(MATERIAL PROVIDED begins)

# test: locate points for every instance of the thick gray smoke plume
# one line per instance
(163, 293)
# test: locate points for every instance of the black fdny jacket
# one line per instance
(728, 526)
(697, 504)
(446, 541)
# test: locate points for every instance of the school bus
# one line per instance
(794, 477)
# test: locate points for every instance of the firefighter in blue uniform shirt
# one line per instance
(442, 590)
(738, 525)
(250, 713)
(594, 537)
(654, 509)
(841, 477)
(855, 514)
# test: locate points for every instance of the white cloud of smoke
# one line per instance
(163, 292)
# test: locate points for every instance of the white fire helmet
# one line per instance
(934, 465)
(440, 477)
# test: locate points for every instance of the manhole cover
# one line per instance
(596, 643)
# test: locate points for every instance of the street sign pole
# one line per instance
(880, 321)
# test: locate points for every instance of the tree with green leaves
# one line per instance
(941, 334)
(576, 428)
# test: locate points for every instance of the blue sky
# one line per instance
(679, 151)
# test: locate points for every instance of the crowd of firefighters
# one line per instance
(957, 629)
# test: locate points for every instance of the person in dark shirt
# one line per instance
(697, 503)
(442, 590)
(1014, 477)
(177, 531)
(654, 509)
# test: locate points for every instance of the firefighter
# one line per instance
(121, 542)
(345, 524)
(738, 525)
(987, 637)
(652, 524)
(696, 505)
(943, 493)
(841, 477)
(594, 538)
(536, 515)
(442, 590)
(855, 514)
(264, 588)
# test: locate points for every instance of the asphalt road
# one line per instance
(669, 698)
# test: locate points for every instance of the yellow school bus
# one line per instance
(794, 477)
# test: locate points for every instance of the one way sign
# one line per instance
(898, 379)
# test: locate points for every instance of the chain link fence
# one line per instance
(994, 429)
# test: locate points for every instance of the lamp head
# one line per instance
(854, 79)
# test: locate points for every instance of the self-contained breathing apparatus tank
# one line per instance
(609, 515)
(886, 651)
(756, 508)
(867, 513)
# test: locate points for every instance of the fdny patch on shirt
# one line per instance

(MATERIAL PROVIDED ends)
(MATERIAL PROVIDED begins)

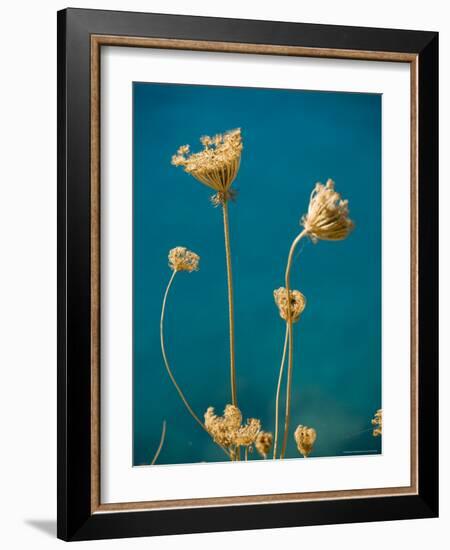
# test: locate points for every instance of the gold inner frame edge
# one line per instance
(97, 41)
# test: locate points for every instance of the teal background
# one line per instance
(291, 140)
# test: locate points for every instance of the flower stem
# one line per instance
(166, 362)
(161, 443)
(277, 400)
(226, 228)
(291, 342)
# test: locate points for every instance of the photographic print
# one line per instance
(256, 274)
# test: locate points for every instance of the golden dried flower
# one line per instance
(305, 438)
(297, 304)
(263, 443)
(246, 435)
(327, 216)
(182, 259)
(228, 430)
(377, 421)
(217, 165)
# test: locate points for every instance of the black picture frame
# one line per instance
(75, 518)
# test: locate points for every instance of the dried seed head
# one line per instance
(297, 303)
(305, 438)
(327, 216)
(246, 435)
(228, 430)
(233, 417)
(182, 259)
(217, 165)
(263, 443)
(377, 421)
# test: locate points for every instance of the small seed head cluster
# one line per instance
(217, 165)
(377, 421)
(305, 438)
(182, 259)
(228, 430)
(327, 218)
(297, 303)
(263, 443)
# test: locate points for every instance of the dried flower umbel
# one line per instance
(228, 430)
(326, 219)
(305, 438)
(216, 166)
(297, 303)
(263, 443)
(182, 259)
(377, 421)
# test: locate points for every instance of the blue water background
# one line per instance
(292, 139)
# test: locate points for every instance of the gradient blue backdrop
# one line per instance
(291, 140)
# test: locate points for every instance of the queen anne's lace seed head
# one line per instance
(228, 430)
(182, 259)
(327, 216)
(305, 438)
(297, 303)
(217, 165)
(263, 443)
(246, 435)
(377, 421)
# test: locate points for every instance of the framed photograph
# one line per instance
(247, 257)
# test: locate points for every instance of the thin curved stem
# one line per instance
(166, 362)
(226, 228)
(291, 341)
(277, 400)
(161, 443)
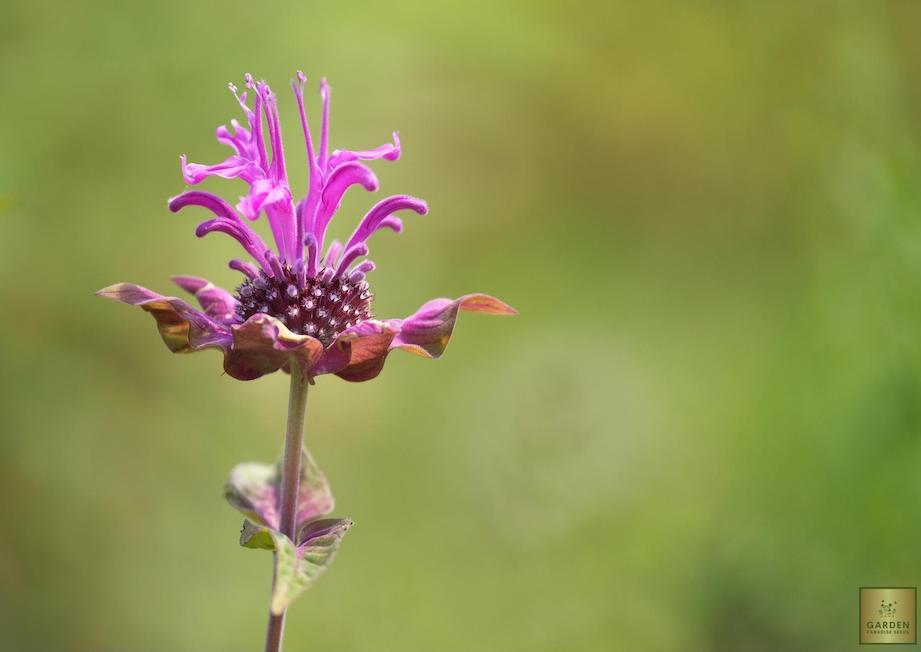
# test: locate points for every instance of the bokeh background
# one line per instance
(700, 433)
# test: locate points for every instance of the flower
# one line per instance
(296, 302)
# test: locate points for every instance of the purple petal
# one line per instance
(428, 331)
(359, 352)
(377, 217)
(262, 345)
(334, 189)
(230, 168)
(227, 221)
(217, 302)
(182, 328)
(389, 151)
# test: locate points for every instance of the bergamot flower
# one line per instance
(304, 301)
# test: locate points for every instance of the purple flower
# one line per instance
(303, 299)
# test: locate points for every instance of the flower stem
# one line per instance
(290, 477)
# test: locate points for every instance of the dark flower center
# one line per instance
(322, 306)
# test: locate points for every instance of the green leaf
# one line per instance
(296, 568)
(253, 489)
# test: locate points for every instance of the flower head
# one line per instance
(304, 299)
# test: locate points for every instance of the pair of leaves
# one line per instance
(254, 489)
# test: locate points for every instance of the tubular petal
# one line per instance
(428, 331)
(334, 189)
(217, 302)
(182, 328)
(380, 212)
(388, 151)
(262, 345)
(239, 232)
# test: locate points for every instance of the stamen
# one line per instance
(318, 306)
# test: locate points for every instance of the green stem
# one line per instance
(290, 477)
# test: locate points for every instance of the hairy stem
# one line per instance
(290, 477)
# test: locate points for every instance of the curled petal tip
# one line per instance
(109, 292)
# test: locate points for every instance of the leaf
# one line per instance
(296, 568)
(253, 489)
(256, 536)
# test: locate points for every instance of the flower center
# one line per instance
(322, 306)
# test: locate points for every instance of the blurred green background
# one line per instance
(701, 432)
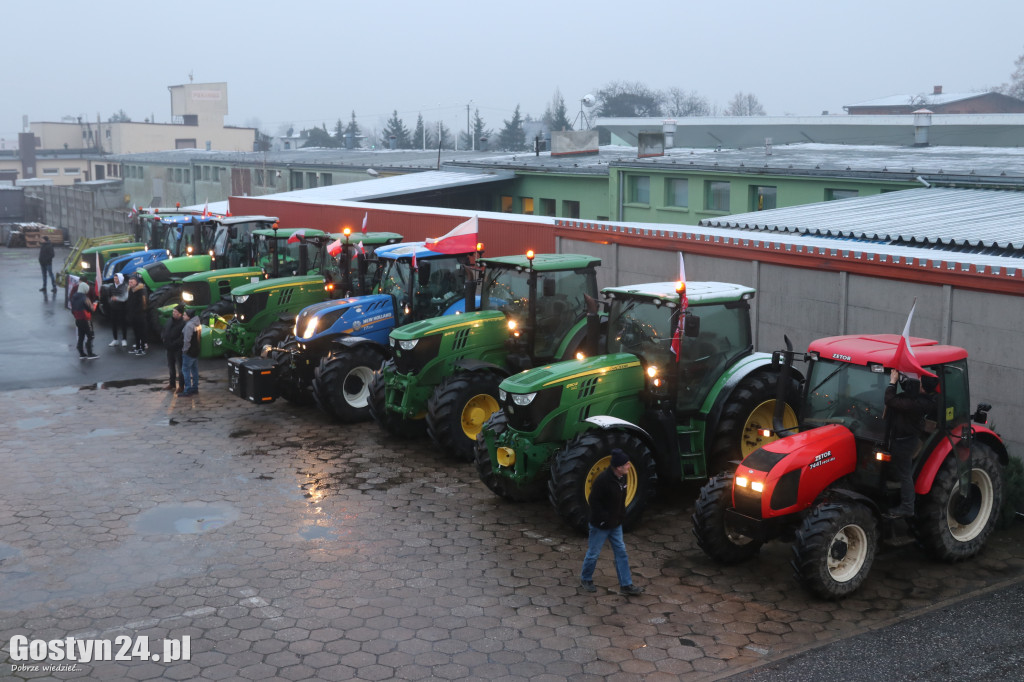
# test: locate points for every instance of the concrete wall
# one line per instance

(MATERIAL PROVIDED ends)
(MATERIAL PROVIDED begins)

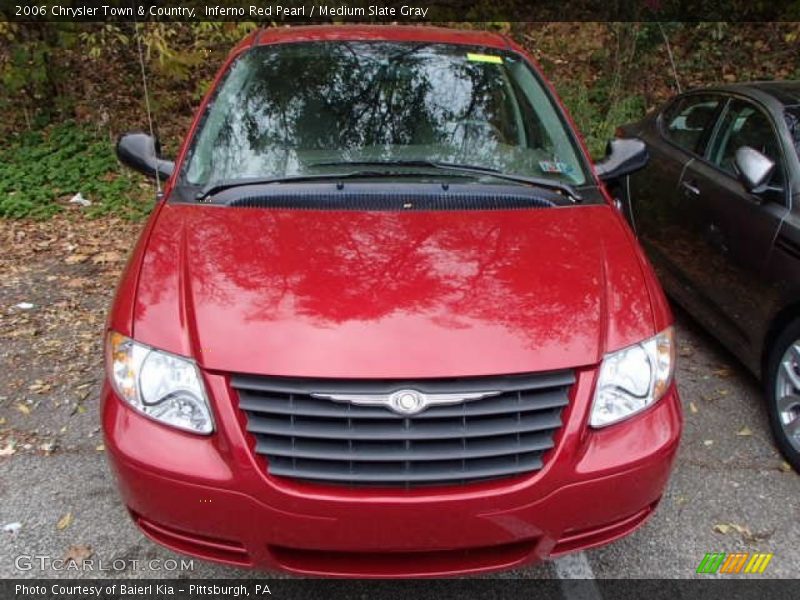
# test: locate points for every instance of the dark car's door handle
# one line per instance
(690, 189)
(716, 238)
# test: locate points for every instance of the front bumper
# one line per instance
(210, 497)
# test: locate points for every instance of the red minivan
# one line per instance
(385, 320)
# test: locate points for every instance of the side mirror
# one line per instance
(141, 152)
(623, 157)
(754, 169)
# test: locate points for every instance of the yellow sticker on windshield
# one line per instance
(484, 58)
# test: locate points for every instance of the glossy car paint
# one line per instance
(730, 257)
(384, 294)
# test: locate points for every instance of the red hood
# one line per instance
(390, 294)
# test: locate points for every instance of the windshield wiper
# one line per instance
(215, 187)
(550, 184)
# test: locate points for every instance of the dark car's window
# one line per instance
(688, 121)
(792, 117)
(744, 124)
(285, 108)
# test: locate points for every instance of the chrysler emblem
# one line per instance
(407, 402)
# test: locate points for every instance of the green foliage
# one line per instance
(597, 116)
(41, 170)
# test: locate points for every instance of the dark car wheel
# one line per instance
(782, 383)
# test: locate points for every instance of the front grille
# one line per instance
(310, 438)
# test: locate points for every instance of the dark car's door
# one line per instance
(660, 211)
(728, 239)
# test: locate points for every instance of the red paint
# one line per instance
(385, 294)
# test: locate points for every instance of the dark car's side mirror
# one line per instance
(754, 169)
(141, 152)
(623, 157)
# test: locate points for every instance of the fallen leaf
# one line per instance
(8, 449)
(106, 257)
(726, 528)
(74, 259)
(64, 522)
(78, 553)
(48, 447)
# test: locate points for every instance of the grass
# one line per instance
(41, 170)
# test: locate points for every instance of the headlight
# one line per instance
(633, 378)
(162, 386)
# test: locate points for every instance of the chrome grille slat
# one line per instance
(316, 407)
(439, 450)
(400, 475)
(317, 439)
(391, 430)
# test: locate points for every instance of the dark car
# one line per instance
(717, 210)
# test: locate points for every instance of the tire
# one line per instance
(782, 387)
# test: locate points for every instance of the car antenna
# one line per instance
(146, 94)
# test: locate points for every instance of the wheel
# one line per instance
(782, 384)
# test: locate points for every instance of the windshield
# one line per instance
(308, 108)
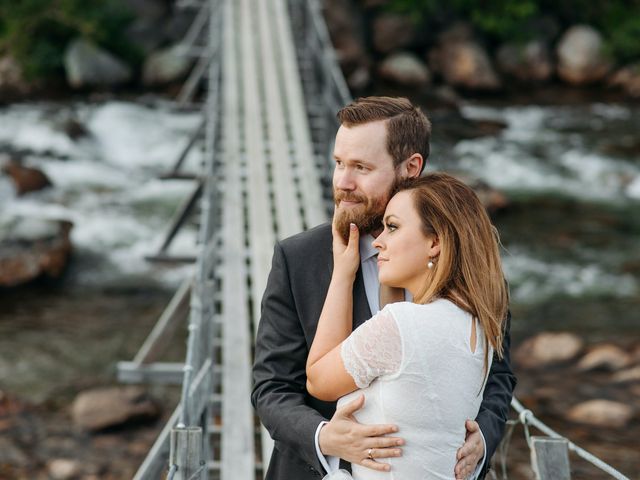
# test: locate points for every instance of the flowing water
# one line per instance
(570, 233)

(MATERIAL PROVIDED ends)

> **EXERCISE DETAILS**
Please go through the data above and copy each line that has the word "wheel".

> **RESPONSE AREA**
# test: locate points for every instance of the dark car wheel
# test: locate points for every instance of the wheel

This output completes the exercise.